■ EXTRACT PROVIDED
• • •

It didn’t take long for Pfizer to swoop in on Sanofi’s Medivation pursuit. Days after Medivation brought in investment bankers to advise on a sale--and before Sanofi went public with its bid to buy the cancer-focused biotech--Pfizer SVP Douglas Giordano got in touch.
Pfizer was interested, Giordano said. That was April 20.
Such did the negotiations begin for the two merger partners, according to Medivation’s deal proxy, which details the company’s fencing match with Sanofi and its waltz with Pfizer, against a backdrop of behind-the-scenes phone calls, messages, letters, and visits to an electronic data room where Medivation’s proprietary secrets were stored.
Exactly a month after that first contact, as Sanofi was pursuing a hostile deal, as Medivation was fielding a flurry of back-channel calls and messages from the French drugmaker, Giordano called up Medivation CEO David Hung. Pfizer would like to be part of any deal talks, Giordano said. Pfizer thought Medivation would be a strategic fit, he said, and outlined some reasons why.
Pfizer wasn’t alone in its interest, of course, and it wasn’t even second to the party. Medivation was the belle of the M&A ball for almost five months before the deal was made. As soon as rumors of a sale went public March 31, four potential buyers approached, according to Medivation’s proxy, filed this week with the Securities and Exchange Commission.
Four unnamed “industry participants”--which, according to various media reports, might have included AstraZeneca, Amgen, Novartis, Gilead Sciences, or Celgene.
Compared with that rush of initial behind-the-scenes flirtation--and Sanofi’s very public, very intense interest--Pfizer’s early forays appear nonchalant, even lackadaisical. But as we all know, Pfizer’s desire for Medivation was certainly strong enough to yield the winning $14 billion bid.
It was strong enough, in fact, to beat out 11 potential buyers. When it came time for the prospective bidders to get serious--in June, as Sanofi was heaping on the pressure for a sale--Medivation and its reps at J.P. Morgan and Evercore ISI Group contacted a dozen companies that had expressed interest in the past.
At this point, Pfizer shifted into a higher gear, the proxy shows. It was among the first two companies to step up and sign a confidentiality agreement. (According to Reuters reports at the time, the other was Amgen.) Sanofi quickly followed, as did “a number of other interested parties,” the proxy states. That was July 5.
Two days later, Pfizer CEO Ian Read stepped into the picture personally. Read, his R&D chief Mikael Dolsten and his chief oncology development exec, Mace Rothenberg, met with Hung to press their case. Meanwhile, Pfizer’s deal team--and the other confidential bidders--got access to that electronic data room.
By July 13, the group of hopeful buyers numbered 5. Over the following week, Medivation met with all of the bidders’ management teams, one full day at a time. J.P. Morgan and Evercore sent out bidding guidelines, and dangled the prospect of additional access to Medivation’s books and records.
Bidding deadline: August 8.

• • •

■ WHAT TO DO
According to the Medivation article, why do Pfizer's early approaches appear "nonchalant, even lackadaisical"? Answer in one to three sentences. Rely solely on the Medivation article above and on no outside sources.

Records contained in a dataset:
• • •

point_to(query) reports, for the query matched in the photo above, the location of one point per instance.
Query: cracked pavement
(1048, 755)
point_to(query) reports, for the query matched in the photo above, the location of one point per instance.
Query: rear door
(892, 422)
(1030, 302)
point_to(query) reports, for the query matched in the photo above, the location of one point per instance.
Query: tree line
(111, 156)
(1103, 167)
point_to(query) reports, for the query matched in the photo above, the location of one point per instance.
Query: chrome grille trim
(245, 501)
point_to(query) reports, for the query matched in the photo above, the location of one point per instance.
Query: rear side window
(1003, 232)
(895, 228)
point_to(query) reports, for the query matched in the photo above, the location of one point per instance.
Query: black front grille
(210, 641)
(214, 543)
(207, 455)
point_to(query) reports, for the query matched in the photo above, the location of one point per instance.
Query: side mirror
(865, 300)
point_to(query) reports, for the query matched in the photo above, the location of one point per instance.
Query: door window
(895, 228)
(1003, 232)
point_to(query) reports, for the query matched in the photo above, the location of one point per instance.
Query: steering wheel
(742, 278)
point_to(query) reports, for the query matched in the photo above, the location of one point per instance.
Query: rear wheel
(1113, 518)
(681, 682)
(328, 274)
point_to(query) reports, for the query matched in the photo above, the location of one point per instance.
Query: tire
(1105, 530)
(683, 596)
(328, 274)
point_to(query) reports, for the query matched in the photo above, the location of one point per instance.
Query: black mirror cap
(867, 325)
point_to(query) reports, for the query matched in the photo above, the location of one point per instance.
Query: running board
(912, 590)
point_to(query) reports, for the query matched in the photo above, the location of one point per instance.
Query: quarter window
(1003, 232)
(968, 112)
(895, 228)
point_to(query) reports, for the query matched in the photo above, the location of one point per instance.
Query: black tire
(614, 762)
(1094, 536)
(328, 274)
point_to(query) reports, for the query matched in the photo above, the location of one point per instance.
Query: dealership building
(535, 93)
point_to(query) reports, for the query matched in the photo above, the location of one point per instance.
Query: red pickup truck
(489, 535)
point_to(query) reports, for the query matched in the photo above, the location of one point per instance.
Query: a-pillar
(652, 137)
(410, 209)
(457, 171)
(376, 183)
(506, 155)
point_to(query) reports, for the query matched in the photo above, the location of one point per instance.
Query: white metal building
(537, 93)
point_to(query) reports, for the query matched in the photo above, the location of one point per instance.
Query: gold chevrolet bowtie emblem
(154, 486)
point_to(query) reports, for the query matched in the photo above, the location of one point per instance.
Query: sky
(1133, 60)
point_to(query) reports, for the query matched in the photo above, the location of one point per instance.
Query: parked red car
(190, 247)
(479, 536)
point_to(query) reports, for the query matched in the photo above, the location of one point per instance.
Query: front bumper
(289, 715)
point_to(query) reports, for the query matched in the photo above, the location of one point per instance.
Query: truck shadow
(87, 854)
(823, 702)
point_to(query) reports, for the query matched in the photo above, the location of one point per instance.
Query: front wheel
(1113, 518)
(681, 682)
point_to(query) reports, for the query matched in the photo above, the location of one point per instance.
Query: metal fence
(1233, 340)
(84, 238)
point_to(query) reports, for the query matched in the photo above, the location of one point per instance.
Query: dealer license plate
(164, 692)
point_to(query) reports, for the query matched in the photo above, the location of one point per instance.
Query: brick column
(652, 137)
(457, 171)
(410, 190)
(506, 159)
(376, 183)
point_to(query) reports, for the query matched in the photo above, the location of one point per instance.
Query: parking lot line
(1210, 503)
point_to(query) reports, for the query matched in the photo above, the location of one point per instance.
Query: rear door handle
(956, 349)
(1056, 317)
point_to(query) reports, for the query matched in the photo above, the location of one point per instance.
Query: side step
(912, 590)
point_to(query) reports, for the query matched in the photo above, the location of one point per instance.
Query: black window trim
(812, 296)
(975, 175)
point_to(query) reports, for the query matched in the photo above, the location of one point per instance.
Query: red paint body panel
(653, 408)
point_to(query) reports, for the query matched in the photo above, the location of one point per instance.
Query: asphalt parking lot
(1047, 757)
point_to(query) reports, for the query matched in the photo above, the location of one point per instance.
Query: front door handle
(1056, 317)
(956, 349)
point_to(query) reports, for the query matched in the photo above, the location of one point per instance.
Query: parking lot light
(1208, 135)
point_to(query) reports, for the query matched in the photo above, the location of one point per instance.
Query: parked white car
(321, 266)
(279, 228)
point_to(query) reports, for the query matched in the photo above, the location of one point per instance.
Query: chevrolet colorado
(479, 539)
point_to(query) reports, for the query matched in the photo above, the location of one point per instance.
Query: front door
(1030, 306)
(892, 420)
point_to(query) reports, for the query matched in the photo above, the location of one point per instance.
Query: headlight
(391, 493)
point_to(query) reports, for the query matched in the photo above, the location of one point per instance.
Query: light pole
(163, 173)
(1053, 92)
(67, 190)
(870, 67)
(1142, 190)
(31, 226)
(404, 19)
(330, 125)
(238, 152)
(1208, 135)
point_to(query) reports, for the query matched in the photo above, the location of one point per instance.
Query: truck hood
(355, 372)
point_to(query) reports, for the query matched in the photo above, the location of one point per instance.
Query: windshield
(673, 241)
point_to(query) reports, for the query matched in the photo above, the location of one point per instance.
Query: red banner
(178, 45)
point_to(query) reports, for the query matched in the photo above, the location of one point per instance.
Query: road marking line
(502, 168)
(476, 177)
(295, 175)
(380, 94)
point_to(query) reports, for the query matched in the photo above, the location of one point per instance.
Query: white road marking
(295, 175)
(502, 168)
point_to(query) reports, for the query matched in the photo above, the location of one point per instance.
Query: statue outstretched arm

• • •

■ WRITTEN RESPONSE
Pfizer's early approaches appear that way only when set against the rush of behind-the-scenes interest from four potential buyers once sale rumors went public on March 31. They are also measured against Sanofi's very public, very intense pursuit. By comparison, Pfizer made a first contact on April 20 and called Medivation's CEO again exactly a month later.